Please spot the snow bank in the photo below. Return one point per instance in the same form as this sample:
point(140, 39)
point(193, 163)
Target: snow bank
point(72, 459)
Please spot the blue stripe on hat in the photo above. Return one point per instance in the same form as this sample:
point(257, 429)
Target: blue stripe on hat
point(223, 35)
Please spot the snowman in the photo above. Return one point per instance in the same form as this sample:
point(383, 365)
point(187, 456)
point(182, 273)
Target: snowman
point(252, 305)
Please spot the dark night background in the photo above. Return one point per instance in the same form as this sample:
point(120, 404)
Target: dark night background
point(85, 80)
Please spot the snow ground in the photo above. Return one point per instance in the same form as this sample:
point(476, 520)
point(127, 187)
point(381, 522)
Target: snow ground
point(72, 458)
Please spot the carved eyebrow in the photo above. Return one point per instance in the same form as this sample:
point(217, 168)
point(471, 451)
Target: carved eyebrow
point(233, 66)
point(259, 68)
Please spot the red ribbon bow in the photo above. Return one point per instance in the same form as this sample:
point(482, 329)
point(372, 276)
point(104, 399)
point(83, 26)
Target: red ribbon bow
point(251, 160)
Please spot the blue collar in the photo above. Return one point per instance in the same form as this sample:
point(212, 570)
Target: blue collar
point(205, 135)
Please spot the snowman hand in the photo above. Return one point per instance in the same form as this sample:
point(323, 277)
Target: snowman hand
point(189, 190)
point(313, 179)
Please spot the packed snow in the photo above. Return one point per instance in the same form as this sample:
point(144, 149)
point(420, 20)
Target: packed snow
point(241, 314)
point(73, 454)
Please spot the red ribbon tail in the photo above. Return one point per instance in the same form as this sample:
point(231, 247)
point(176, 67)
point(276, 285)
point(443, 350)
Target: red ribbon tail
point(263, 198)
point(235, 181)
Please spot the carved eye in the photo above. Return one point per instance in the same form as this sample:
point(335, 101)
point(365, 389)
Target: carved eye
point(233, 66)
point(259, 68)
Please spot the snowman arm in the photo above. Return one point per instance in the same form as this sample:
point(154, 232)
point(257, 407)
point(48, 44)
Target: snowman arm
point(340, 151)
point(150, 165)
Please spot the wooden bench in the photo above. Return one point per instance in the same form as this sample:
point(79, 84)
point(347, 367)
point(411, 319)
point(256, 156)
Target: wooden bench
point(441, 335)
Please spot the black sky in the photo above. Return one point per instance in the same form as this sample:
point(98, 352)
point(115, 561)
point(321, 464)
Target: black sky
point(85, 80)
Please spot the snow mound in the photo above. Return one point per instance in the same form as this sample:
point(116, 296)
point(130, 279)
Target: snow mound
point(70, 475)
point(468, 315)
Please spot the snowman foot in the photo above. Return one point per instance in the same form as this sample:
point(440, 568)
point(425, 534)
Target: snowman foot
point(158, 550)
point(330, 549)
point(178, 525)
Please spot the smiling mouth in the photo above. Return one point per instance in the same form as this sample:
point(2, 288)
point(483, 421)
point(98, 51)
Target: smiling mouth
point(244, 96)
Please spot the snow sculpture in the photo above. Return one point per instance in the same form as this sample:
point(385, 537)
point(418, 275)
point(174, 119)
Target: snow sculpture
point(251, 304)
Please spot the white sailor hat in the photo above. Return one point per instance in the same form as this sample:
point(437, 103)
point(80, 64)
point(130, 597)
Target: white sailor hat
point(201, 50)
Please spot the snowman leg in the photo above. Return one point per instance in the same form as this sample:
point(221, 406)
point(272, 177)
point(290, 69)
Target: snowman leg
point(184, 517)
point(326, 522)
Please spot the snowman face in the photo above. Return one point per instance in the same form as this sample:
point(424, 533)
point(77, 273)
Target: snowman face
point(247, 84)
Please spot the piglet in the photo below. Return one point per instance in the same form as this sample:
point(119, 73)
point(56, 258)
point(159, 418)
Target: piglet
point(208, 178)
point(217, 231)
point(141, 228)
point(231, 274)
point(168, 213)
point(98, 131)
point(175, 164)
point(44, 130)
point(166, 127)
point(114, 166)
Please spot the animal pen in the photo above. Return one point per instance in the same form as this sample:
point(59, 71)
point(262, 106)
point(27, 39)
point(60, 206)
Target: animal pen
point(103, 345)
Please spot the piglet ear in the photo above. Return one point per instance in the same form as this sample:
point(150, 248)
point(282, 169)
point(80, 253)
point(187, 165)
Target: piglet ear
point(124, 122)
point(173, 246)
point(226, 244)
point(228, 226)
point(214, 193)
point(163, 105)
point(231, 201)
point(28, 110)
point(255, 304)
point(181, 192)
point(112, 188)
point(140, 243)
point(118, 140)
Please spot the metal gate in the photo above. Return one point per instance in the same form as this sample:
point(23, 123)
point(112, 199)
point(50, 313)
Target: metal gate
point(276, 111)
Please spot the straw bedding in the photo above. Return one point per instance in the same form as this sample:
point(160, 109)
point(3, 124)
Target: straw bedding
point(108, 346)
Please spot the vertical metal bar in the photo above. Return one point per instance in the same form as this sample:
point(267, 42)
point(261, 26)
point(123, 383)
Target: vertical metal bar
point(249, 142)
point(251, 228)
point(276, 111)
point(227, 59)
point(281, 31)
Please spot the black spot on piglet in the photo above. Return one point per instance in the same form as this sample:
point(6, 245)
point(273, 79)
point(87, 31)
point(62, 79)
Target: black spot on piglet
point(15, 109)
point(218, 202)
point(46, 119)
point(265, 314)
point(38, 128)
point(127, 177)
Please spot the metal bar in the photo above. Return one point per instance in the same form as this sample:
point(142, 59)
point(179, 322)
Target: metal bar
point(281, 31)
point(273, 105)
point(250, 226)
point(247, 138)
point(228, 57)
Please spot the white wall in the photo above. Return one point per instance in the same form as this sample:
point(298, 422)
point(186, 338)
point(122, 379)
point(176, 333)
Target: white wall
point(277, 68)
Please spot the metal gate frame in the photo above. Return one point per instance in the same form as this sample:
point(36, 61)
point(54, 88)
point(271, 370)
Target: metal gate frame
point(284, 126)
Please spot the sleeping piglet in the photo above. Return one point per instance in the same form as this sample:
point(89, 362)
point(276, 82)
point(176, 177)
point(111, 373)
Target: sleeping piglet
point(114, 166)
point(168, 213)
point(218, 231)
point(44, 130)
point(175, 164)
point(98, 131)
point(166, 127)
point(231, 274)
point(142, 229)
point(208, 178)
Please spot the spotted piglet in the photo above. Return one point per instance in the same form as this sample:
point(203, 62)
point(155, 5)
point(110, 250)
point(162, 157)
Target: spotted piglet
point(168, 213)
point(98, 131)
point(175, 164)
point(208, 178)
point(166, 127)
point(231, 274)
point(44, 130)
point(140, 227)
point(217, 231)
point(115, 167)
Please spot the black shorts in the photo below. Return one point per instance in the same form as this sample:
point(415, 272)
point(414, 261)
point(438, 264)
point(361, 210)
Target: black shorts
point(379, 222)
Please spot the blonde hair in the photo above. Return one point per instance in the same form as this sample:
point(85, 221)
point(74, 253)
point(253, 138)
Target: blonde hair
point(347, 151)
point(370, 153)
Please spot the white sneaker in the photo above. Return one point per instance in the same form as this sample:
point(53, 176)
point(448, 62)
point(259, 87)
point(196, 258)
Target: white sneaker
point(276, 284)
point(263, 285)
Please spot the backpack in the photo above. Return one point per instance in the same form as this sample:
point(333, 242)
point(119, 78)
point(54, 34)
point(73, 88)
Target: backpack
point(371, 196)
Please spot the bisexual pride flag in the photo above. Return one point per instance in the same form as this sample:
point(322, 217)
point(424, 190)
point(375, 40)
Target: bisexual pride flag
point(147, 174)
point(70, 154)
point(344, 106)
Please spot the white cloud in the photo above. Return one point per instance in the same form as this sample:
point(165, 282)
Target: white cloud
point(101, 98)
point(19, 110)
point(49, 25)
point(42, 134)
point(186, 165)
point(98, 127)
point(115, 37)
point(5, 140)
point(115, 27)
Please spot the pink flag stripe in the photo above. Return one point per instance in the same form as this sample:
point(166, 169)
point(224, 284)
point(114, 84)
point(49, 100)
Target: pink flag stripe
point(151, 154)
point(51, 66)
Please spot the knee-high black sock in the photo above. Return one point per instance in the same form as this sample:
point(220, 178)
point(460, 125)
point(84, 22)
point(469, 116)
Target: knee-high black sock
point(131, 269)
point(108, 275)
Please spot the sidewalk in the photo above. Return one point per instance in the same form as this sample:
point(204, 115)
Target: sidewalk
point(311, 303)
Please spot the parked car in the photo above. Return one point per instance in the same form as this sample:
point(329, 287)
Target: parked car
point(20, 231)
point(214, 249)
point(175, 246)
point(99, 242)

> [Problem details]: Exactly the lines above from the one with "point(424, 190)" to the one with "point(165, 282)", both included, are to be quoted; leave the rest out.

> [Output]:
point(424, 190)
point(375, 40)
Target: bisexual pride flag
point(147, 174)
point(70, 154)
point(344, 106)
Please spot the white cloud in the photo above. Return one point per instance in the same form as this sample:
point(165, 282)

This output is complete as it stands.